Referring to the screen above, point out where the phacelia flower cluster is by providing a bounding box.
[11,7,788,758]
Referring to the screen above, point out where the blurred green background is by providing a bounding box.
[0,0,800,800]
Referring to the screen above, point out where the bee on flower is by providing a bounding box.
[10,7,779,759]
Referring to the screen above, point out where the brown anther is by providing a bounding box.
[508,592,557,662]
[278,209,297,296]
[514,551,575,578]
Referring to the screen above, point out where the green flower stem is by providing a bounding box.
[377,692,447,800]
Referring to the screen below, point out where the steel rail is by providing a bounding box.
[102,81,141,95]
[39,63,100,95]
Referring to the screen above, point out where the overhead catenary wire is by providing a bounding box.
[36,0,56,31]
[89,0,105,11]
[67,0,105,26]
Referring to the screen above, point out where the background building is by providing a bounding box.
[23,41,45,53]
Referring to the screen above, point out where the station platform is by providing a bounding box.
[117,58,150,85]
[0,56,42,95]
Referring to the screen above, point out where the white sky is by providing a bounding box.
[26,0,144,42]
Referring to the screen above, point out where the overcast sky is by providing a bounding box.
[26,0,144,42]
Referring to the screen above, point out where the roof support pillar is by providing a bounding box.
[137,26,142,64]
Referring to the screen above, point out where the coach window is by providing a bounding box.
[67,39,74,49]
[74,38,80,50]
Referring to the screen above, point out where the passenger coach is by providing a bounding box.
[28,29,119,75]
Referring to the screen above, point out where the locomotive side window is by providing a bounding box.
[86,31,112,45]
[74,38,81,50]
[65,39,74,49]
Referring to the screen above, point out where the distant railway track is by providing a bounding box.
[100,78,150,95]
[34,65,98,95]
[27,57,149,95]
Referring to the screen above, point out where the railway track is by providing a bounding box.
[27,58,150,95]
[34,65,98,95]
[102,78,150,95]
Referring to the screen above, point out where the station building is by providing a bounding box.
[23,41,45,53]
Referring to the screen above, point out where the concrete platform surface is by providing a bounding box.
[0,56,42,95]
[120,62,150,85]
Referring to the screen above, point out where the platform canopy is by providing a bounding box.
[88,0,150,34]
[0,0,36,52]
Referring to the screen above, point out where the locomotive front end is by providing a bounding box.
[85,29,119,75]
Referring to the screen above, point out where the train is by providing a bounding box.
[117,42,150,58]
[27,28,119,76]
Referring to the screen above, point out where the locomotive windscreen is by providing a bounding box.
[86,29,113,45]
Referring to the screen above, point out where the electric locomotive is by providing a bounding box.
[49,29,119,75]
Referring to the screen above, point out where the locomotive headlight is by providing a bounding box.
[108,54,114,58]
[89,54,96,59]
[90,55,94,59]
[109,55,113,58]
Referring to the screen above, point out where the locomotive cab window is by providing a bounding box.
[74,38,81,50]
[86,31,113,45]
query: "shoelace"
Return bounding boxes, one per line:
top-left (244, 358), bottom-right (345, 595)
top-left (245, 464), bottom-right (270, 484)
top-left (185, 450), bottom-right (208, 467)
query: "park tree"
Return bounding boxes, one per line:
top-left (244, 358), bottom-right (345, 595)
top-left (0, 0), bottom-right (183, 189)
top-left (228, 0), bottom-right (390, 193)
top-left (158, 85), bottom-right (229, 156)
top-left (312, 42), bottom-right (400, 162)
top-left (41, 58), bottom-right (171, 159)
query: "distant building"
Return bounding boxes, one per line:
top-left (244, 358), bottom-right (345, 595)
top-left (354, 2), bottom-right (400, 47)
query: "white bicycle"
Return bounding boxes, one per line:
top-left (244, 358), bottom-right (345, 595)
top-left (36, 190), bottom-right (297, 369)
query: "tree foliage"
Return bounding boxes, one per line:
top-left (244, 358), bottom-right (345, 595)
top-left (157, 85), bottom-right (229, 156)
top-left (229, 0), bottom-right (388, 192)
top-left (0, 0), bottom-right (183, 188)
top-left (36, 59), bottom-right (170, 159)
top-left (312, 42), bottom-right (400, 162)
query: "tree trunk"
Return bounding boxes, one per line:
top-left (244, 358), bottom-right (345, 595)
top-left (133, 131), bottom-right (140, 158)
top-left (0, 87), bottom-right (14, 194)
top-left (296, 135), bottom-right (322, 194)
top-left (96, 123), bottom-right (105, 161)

--

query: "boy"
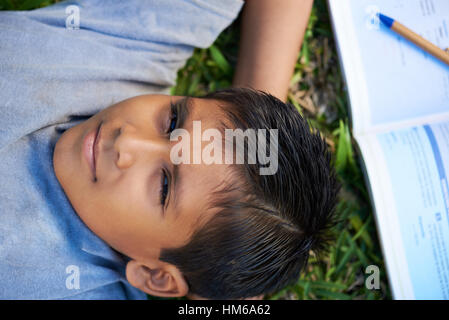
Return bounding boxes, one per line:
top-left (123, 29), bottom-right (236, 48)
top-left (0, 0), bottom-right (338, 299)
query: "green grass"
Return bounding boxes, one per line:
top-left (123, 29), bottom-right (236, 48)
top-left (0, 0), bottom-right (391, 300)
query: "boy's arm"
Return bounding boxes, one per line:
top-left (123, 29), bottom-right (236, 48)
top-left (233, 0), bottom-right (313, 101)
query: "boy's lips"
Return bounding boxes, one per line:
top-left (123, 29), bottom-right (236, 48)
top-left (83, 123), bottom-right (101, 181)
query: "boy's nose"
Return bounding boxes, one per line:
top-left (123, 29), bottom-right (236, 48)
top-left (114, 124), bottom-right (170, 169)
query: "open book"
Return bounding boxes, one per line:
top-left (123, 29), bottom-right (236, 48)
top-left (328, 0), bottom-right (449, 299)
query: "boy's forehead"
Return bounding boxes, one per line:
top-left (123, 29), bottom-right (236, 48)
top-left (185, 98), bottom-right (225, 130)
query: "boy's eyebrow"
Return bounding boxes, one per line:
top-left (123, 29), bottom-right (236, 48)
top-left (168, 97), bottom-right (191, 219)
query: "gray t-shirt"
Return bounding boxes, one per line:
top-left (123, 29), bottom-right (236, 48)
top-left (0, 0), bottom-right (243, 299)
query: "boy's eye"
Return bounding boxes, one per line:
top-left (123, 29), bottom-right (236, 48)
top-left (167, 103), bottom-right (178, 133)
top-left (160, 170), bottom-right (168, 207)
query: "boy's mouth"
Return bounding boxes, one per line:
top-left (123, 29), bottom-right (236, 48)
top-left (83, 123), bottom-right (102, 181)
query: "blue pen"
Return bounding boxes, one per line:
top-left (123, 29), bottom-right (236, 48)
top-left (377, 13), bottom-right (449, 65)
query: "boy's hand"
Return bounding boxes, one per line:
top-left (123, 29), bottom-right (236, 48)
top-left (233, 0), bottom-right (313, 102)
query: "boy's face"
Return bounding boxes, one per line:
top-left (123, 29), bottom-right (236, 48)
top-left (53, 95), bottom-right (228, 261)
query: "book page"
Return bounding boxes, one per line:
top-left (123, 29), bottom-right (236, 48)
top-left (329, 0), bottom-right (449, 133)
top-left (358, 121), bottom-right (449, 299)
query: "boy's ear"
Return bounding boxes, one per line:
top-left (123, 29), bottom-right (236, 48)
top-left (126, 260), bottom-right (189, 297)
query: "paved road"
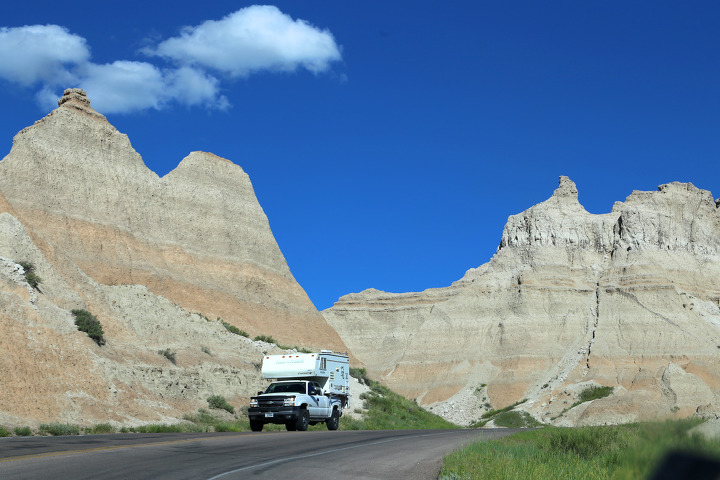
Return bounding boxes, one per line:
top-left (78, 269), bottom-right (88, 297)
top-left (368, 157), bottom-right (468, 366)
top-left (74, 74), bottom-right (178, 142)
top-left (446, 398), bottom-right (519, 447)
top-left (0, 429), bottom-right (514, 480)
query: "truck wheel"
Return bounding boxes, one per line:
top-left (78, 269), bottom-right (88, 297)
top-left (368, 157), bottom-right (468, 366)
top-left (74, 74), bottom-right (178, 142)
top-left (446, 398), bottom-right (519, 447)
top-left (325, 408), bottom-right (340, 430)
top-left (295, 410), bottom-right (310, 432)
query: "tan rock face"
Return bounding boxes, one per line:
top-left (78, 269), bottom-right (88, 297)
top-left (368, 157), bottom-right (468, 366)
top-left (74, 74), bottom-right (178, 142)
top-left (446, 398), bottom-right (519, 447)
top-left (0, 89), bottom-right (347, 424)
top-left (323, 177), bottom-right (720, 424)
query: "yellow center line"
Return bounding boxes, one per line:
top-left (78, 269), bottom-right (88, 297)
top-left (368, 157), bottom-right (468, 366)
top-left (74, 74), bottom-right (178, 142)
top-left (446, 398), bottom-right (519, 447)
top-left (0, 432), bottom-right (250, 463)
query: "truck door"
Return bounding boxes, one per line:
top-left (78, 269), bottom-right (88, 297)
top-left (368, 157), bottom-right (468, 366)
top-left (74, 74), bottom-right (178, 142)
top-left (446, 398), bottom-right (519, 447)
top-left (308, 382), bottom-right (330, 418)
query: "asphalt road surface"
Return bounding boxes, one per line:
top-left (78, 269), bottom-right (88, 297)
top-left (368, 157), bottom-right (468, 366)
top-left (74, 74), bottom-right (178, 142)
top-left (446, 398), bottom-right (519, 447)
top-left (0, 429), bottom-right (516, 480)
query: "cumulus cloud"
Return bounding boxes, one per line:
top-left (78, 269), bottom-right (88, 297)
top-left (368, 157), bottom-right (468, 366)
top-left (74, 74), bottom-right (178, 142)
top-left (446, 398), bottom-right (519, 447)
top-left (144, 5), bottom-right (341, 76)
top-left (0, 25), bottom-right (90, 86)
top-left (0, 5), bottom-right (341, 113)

...

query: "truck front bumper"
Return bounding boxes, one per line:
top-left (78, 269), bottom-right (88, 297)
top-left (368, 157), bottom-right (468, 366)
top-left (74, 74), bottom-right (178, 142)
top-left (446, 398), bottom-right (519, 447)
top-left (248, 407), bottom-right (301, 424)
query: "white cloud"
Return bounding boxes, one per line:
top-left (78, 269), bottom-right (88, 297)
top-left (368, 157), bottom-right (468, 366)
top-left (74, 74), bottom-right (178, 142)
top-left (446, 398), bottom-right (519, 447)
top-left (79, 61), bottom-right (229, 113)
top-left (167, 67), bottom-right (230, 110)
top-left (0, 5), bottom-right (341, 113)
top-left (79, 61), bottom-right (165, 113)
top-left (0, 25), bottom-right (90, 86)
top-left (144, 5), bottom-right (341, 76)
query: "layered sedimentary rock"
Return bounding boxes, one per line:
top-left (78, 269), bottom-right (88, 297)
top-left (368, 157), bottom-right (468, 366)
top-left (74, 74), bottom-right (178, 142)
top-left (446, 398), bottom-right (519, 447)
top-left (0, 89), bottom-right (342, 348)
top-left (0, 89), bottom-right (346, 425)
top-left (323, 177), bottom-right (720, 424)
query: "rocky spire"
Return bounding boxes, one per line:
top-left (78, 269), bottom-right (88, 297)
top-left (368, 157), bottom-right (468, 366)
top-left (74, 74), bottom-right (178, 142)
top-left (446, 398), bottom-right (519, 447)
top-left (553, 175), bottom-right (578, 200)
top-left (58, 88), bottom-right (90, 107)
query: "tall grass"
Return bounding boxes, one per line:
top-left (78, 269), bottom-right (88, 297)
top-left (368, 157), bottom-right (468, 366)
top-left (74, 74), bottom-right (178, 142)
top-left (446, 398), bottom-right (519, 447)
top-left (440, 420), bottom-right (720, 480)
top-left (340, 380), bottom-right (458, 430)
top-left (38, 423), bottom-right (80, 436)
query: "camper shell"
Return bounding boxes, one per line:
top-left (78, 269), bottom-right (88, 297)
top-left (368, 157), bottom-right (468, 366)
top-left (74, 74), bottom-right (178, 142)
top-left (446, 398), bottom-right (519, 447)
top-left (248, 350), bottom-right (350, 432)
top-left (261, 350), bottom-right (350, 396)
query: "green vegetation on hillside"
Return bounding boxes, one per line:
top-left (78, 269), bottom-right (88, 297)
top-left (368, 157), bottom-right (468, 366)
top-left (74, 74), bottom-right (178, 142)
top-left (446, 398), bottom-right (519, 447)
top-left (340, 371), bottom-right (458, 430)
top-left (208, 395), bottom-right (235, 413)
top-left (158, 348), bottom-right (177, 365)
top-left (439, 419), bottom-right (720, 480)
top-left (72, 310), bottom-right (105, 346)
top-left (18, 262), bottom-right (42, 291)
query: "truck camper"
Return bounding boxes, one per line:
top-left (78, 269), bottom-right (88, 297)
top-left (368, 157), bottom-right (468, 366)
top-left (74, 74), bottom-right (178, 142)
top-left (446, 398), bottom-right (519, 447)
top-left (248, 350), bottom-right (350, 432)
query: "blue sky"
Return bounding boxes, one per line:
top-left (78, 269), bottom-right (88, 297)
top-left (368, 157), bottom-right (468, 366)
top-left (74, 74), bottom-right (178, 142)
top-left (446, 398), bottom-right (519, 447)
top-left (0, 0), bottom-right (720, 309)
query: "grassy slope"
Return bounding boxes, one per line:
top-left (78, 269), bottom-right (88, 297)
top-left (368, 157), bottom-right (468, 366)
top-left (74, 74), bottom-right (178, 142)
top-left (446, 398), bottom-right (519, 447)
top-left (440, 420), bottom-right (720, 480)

» **AIM OF THE EXERCISE**: Reproduce the lines from the one containing "Referring to the screen above, point out where the distant" through the one containing "[27,57,149,95]", with both of those lines included, unchanged.

» **EXERCISE ANSWER**:
Referring to the screen above, point out where the distant railway track is by providing a bounding box.
[100,78,150,95]
[34,65,98,95]
[27,57,149,95]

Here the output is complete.